* _BRIEF_
Nothing but the lines from the line with "Check that each instance of the santa" to the end of the records below should appear in the answer, each exactly as given.

SOURCE RECORDS START

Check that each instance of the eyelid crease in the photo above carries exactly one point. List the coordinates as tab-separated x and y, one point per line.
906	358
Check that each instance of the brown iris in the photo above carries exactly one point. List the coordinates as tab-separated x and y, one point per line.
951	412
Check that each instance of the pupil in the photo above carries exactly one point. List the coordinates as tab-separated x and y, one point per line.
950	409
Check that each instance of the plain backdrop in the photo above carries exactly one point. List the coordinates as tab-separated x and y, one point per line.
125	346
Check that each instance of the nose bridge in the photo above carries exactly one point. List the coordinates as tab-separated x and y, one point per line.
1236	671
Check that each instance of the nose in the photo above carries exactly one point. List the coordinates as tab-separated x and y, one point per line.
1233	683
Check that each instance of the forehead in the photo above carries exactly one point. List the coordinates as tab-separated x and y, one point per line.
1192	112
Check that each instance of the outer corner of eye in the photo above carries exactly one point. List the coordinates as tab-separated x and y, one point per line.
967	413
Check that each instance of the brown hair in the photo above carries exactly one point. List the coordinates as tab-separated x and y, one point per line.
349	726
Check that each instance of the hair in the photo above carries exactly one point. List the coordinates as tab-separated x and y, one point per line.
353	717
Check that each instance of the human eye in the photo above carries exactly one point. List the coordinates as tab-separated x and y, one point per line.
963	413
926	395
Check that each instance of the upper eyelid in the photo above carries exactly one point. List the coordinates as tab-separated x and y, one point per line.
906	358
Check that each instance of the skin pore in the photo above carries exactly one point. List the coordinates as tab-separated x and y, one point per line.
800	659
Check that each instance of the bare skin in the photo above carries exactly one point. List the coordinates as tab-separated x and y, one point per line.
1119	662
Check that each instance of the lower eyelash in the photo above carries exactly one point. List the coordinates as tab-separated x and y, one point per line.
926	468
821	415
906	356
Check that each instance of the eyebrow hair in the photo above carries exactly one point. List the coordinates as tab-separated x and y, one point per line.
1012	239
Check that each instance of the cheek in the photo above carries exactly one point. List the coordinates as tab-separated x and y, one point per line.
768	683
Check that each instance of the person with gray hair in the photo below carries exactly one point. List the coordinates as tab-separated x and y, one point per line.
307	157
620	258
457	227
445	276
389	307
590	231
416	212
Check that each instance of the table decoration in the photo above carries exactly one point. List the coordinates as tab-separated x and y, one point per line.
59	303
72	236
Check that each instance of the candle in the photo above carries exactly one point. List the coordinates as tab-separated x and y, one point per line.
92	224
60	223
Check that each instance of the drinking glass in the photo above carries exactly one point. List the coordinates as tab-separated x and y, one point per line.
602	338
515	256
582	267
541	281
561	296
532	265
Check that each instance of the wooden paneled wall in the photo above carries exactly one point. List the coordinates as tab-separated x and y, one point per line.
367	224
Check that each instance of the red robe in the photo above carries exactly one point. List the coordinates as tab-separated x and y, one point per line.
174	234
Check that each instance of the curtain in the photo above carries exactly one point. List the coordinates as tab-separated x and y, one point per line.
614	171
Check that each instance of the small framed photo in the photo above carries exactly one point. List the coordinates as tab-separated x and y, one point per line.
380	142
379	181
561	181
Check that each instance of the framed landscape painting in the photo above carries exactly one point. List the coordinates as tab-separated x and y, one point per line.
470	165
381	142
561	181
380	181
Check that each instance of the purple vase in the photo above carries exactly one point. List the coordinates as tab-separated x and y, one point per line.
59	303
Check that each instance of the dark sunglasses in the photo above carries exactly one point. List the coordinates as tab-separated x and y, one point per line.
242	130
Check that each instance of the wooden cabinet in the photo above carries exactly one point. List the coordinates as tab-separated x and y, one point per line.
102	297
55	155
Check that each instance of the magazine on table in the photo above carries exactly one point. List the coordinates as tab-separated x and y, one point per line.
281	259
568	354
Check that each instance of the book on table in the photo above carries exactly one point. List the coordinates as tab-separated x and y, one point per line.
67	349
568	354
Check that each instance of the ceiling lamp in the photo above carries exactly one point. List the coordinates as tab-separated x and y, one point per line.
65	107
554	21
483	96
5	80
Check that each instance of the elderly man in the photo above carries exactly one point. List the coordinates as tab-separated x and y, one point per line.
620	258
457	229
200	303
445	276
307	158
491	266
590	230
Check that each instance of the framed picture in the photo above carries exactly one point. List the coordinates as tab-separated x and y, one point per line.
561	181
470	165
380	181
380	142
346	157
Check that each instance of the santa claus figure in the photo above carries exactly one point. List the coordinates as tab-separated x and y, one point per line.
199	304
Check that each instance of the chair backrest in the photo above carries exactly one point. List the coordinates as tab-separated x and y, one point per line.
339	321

SOURCE RECORDS END

* _TASK SOLUTION_
Check that each instance of the santa claus figure in the photo above carries exactly one point. List the coordinates as tab-separated x and y, one point per line.
199	304
Check that each instance of the chair backrest in the photo above carries exactly one point. List the coordinates as tab-separated x and y, one point per line.
339	321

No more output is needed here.